▸ **PROVIDED ENTRIES**
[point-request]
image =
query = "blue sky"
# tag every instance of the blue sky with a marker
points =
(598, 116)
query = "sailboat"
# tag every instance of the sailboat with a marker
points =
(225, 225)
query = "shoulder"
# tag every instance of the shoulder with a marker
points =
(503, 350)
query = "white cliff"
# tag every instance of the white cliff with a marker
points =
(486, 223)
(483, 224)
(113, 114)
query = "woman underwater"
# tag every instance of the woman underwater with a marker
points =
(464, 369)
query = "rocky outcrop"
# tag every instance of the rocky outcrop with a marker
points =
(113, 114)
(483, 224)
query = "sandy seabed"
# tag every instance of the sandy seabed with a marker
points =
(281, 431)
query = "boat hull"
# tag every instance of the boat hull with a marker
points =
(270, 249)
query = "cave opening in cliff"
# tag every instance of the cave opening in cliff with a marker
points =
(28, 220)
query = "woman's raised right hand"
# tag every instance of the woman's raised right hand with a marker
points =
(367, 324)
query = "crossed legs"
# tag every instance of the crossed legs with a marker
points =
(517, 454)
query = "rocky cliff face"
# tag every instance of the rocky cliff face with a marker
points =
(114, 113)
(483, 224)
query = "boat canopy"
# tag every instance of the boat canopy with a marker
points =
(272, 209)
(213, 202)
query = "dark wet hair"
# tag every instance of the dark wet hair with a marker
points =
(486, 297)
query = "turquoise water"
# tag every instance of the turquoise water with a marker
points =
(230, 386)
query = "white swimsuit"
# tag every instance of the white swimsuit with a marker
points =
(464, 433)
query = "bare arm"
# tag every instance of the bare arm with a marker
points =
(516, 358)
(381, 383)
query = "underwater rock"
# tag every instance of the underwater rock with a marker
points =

▸ **TASK INSTRUCTIONS**
Pull out each line of the data above that contains the string "blue".

▸ **FULL SOLUTION**
query = "blue sky"
# tag every instance of the blue sky with a marker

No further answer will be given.